Screenshots from the viral thread
I attended a Bangkok Rising meeting for the purpose of this story and, at that event, the attendees were about 25 percent Thai. Patricia and Kate also made mention that, at last year’s International Women’s Day, their group joined a group of 400 Thais representing the Thai Women’s Wellness and Gender Justice Program, a group dedicated to gender equality and LGBTQ rights.
Everything Bangkok, which had 34,000 members at the time of the controversial thread, was removed from Facebook, possibly after being reported over this incident. Another group has already sprung up in its place called “Everything Bangkok (The Original).”
The administrator of the original group, Everything Bangkok, Charlie, told Coconuts: “Everything Bangkok is all about having a joke. I haven’t got anything against feminists and good on them for sticking up for what they believe in… but when people don’t agree with them they get upset.
“Learn to have a laugh and realize it’s Facebook. I know there were a few people who took it too far, but there will always be those few people who do no matter what the topic is.”
There was no direct contact between members of Bangkok Rising and Everything Bangkok aside from a comment posted by vocal Everything Bangkok member Blake on the Bangkok Rising page.
Blake told Coconuts the group “gives people a place to use whatever type of humor they want. The admins have a no-ban policy. People can say anything unless it violates Facebook’s Terms of Service.”
“I personally can’t participate in the vulgarity,” he commented on some of the thoughts expressed on the page, though he did add many jokey comments on the feminist photo about “women making sandwiches.”
Blake said he didn’t think the thread went too far.
“A lot of the comments were stupid but it wasn’t too far. If they started posting her address or harassing her in person, that would be too far. The only thing I feel bad about, with the Bangkok Rising people, is that they didn’t understand the context. If they could appreciate that kind of humor they could have just had banter with us.

RECORD EXTRACTS.
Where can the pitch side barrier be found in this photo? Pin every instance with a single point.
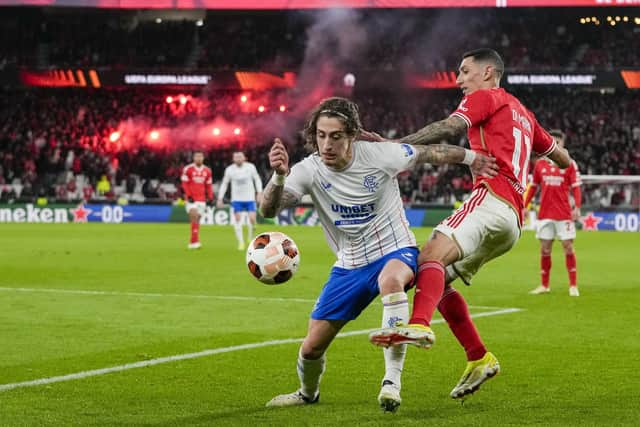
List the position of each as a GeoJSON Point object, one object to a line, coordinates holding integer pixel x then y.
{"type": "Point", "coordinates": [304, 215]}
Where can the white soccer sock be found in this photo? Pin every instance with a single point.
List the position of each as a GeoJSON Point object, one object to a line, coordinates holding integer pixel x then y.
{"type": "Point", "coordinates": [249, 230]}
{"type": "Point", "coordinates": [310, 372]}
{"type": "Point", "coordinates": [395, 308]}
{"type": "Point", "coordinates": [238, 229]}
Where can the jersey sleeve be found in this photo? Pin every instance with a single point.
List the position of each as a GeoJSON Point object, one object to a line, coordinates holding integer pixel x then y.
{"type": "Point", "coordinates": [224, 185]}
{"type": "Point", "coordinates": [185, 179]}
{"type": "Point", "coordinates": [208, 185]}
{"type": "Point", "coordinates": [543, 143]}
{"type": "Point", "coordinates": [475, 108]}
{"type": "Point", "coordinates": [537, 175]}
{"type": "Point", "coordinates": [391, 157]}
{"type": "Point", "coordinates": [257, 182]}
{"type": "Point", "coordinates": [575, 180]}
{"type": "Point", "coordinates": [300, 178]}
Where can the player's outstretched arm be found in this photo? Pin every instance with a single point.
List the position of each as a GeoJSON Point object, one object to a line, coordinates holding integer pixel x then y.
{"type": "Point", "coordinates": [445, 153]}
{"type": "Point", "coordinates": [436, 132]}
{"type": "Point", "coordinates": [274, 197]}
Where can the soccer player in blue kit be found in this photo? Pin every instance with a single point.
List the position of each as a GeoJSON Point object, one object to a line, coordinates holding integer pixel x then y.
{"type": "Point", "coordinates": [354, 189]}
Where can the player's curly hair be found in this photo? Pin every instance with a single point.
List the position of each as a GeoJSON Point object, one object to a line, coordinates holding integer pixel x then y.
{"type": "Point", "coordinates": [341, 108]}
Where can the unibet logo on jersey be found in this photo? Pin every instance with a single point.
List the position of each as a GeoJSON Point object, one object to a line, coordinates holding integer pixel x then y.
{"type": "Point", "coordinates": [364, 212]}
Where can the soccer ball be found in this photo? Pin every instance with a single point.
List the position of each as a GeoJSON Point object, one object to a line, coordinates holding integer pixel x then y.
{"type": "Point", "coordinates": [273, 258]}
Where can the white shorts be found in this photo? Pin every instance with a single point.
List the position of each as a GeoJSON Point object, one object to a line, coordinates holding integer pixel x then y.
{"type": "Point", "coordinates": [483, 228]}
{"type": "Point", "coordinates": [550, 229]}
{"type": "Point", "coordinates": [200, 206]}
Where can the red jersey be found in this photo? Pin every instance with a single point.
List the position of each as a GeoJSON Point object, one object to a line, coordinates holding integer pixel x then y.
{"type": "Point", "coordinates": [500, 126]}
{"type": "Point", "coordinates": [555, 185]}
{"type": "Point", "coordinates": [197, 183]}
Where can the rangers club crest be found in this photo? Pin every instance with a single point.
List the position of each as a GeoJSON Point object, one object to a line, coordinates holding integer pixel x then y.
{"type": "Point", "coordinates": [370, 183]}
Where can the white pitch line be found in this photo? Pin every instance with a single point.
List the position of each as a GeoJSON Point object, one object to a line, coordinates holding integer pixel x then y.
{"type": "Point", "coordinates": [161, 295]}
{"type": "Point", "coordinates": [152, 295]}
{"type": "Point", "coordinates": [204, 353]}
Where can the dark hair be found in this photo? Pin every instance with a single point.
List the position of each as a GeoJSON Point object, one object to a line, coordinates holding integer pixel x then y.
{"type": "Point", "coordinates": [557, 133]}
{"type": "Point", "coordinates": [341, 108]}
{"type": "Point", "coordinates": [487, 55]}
* * *
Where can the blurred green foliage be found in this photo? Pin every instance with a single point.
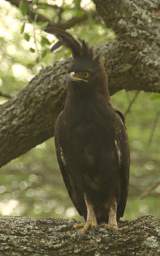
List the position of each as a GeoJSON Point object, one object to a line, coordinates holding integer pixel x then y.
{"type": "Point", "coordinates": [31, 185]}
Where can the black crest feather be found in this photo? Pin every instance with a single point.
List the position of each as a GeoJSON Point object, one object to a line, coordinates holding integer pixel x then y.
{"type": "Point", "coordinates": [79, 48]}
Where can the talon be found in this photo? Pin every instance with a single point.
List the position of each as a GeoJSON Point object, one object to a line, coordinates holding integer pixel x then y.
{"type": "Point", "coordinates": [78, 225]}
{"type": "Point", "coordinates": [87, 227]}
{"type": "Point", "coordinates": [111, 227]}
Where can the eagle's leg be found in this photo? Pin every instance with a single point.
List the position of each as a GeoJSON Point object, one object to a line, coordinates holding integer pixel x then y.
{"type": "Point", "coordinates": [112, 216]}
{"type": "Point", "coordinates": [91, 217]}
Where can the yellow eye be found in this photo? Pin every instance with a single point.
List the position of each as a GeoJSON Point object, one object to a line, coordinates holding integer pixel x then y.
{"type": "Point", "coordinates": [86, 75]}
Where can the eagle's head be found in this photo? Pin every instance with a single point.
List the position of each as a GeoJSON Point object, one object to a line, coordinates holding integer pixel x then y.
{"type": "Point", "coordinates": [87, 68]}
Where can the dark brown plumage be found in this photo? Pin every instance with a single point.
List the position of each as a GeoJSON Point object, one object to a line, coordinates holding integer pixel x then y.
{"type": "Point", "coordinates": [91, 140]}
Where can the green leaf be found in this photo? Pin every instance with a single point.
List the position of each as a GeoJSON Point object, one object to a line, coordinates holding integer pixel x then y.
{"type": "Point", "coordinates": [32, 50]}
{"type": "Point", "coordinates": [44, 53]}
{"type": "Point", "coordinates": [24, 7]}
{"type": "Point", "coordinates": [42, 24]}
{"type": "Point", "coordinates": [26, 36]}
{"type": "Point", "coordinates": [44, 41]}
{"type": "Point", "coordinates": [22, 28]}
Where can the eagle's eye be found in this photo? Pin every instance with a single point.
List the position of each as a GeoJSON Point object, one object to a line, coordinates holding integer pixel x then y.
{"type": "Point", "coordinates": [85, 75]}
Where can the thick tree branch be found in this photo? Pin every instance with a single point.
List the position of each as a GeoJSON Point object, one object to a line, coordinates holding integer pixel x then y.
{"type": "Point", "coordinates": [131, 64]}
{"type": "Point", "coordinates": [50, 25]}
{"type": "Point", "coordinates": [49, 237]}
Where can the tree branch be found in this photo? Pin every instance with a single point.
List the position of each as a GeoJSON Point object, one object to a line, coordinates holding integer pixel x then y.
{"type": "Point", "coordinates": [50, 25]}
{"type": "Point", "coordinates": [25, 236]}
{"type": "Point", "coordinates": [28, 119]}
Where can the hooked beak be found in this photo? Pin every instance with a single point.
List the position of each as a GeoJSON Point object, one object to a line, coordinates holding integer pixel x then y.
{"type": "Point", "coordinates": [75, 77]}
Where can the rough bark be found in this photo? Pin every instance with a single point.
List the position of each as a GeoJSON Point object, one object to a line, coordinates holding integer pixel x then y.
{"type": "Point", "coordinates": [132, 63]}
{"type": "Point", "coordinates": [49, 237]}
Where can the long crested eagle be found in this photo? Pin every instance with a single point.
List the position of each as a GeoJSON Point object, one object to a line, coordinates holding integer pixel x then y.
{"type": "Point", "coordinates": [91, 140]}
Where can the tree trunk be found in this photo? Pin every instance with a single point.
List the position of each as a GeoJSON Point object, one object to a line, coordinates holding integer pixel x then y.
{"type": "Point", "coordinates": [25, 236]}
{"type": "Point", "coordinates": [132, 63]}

WHAT YOU HAVE TO DO. Write out the stretch of the Everything Bangkok passage from "The administrator of" through "Bangkok Rising page.", substituting "activists" for "feminists". The rows have nothing to do with what you are asked to do here.

REPLY.
The administrator of the original group, Everything Bangkok, Charlie, told Coconuts: “Everything Bangkok is all about having a joke. I haven’t got anything against activists and good on them for sticking up for what they believe in… but when people don’t agree with them they get upset.
“Learn to have a laugh and realize it’s Facebook. I know there were a few people who took it too far, but there will always be those few people who do no matter what the topic is.”
There was no direct contact between members of Bangkok Rising and Everything Bangkok aside from a comment posted by vocal Everything Bangkok member Blake on the Bangkok Rising page.